§ ABOUT THIS TASK: Only one stretch of the data below is wanted: the lines from the one with "Target: stainless steel fork" through the one with "Target: silver charger plate", repeated exactly.

----- RECORDS FOR PROCESSING -----

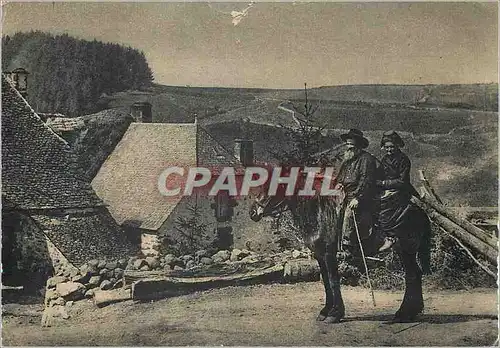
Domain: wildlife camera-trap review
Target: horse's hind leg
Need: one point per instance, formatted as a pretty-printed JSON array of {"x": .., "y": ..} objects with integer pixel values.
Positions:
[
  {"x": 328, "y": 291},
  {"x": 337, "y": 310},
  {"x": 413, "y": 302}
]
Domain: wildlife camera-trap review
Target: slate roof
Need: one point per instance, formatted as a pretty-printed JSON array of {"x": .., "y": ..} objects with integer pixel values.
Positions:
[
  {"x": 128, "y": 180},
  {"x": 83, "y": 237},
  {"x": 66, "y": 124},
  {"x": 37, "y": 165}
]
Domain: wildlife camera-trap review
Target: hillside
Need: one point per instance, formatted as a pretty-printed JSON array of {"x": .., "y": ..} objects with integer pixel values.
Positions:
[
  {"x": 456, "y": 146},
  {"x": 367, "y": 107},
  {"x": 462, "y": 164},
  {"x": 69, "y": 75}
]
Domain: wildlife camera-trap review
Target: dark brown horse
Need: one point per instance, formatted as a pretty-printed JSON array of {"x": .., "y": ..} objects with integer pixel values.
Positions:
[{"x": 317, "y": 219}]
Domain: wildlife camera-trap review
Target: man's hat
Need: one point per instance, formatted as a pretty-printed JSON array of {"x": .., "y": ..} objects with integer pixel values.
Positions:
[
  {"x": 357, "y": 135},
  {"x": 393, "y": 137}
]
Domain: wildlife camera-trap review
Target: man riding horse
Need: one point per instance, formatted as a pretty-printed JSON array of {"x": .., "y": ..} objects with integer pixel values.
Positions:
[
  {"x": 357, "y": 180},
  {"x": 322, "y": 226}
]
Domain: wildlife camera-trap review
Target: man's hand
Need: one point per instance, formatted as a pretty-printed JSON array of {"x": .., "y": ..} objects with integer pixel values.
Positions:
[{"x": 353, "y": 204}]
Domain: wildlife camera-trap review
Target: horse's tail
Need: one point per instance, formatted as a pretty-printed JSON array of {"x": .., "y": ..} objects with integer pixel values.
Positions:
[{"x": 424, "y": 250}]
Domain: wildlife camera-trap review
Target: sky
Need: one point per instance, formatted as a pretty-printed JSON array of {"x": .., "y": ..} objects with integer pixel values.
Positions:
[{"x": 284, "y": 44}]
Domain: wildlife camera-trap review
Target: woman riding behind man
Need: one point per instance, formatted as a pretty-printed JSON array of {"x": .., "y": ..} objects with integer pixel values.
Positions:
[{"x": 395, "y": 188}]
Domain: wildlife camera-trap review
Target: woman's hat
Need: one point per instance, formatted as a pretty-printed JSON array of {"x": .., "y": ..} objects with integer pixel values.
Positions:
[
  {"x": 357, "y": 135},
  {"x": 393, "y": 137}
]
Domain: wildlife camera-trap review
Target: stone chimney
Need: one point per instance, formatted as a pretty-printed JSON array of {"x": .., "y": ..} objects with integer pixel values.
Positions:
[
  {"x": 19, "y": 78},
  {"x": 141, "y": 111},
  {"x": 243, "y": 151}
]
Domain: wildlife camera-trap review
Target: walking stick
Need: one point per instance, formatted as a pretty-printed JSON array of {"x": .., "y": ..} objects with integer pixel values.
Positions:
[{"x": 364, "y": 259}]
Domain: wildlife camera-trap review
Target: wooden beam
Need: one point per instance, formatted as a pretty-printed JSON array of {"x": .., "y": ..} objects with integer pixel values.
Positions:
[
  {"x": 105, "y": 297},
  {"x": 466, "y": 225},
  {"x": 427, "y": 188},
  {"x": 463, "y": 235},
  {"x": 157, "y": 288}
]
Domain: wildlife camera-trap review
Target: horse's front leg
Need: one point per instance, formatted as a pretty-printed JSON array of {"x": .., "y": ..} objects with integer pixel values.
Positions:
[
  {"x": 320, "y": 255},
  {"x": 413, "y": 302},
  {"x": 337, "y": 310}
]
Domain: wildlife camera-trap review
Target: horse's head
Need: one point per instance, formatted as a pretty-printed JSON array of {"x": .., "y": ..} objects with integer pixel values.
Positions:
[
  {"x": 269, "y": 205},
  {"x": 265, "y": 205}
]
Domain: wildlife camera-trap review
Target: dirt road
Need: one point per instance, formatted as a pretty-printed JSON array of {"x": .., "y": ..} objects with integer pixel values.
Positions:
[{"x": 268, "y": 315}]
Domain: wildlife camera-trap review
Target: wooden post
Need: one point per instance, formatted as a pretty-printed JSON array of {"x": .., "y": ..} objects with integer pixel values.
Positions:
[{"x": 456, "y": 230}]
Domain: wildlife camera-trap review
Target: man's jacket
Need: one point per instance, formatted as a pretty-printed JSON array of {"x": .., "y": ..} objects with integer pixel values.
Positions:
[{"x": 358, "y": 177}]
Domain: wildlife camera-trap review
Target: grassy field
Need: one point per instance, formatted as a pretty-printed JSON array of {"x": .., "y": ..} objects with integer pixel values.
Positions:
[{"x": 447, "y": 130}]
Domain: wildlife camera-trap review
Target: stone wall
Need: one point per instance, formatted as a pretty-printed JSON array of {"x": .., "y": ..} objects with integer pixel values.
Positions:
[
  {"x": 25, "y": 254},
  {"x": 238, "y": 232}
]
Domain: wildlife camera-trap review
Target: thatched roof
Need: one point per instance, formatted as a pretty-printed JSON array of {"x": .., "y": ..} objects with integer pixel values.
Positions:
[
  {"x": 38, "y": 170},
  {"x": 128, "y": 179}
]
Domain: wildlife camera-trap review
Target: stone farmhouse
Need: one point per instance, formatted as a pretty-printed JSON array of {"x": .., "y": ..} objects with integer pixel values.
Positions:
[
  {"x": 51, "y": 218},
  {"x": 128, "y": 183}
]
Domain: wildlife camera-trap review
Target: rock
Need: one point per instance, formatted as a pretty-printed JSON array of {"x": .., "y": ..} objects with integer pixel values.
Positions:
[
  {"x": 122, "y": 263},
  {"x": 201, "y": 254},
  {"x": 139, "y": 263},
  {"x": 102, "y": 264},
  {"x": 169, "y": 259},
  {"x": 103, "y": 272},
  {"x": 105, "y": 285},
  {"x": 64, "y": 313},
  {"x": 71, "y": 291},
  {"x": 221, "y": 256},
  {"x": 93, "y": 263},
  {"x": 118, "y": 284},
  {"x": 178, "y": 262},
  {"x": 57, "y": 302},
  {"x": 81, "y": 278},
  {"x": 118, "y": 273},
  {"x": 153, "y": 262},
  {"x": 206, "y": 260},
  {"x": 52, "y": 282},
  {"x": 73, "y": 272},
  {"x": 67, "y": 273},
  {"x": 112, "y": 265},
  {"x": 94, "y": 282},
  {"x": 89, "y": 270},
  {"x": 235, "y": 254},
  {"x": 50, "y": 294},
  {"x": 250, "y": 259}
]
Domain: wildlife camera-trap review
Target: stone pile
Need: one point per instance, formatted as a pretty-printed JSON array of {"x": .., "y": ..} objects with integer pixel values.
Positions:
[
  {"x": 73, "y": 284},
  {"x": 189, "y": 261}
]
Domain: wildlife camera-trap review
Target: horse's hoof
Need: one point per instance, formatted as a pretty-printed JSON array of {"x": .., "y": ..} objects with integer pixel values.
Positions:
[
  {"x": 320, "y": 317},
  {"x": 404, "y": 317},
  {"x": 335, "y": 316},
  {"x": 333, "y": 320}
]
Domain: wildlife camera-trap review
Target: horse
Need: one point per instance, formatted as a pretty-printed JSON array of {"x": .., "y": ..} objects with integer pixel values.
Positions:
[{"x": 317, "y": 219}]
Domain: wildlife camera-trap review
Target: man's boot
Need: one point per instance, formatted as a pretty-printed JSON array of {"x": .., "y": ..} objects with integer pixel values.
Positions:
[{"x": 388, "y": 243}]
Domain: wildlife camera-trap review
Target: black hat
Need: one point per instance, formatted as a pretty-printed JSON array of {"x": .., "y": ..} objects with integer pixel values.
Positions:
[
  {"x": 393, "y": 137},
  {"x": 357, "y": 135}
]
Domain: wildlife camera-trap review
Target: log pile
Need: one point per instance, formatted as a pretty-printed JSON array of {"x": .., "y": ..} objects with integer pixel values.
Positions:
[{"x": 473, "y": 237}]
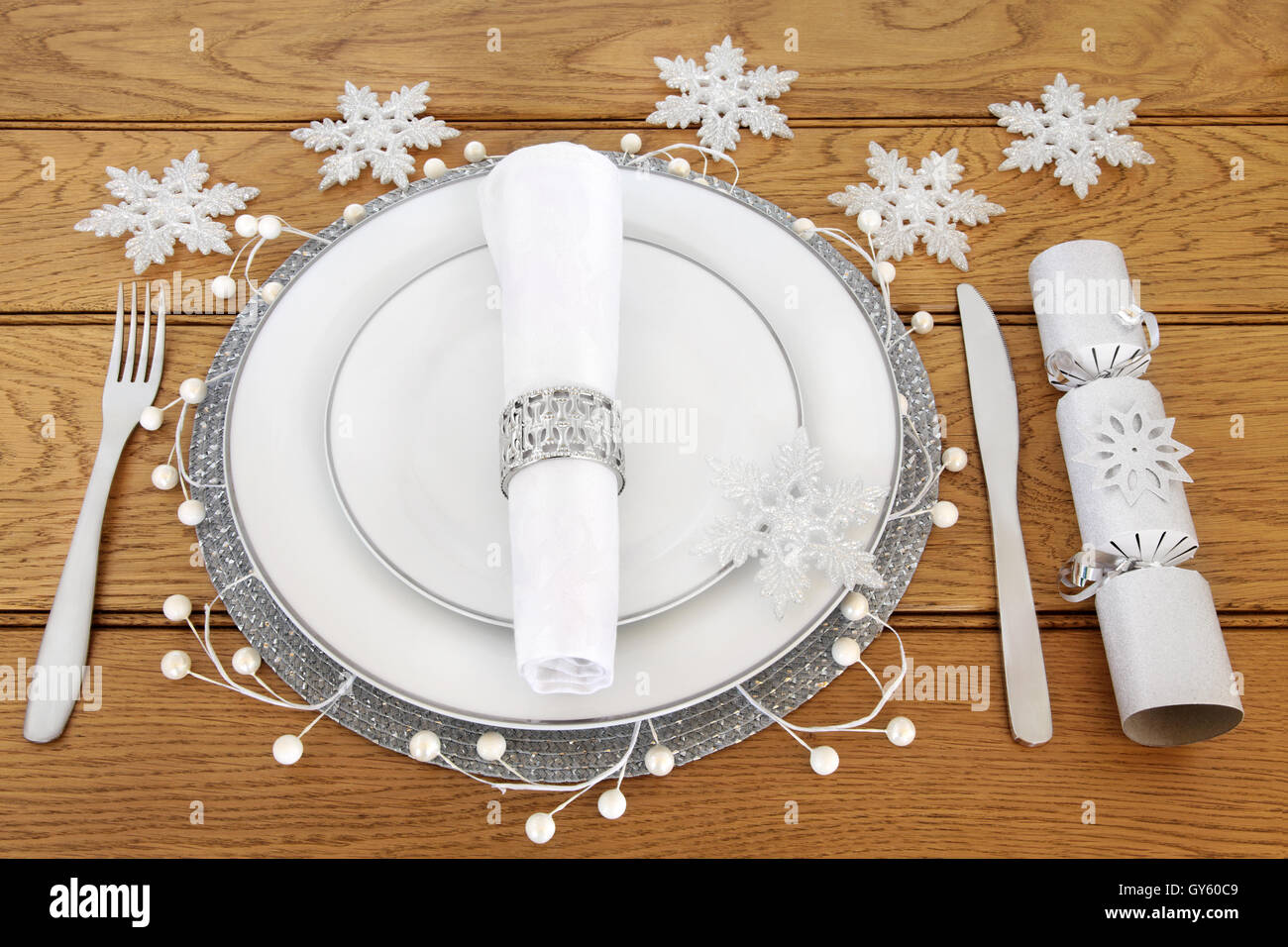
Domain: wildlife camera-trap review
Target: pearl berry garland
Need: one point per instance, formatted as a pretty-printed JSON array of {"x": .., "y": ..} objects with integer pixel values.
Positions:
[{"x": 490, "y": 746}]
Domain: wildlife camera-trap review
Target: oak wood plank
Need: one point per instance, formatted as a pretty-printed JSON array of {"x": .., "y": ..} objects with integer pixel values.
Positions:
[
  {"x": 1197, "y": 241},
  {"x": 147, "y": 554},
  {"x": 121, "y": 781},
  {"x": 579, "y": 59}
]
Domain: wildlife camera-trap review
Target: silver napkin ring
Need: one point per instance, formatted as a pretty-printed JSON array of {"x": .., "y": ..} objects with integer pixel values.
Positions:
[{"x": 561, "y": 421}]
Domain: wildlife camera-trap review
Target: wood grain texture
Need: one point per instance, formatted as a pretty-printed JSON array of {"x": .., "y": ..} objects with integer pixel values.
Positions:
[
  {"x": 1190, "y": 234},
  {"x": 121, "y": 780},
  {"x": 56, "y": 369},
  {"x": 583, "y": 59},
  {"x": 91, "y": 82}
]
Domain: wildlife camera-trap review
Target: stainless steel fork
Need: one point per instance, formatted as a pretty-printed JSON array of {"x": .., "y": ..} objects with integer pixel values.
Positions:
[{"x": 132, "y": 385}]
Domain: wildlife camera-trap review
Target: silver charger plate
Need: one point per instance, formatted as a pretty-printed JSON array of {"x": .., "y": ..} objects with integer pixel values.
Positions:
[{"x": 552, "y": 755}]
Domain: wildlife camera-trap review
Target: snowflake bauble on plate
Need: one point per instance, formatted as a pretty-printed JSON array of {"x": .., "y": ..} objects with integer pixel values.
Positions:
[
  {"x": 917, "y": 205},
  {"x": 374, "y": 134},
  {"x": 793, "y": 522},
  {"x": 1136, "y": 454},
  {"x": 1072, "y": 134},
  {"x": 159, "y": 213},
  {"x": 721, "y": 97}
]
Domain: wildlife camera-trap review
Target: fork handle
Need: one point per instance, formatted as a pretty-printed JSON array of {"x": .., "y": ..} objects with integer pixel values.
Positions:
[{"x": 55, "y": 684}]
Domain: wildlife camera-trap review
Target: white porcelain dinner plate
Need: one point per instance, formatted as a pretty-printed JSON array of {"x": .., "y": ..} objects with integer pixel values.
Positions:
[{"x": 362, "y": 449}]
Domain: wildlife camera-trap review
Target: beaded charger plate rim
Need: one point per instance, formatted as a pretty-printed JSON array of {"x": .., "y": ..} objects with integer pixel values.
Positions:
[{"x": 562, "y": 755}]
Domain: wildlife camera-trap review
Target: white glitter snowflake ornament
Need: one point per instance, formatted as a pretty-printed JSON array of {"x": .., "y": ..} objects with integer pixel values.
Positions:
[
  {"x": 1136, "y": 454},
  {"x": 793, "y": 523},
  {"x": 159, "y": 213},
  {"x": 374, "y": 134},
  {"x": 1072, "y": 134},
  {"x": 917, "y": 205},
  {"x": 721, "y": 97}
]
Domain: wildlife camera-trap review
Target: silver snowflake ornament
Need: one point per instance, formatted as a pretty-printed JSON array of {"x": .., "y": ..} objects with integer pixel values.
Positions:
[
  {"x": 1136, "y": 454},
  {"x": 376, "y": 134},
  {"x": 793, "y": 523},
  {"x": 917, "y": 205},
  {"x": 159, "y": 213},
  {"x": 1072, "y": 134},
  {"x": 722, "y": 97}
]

-----

§ TASK OUTPUT:
Target: stainless steel fork
Need: one point per instance, formatted as a pretty-printed JSON array of {"x": .., "y": ..} objects with integer pixel values.
Positions:
[{"x": 132, "y": 385}]
Domain: wildlife camera-trap review
Target: silver charger plate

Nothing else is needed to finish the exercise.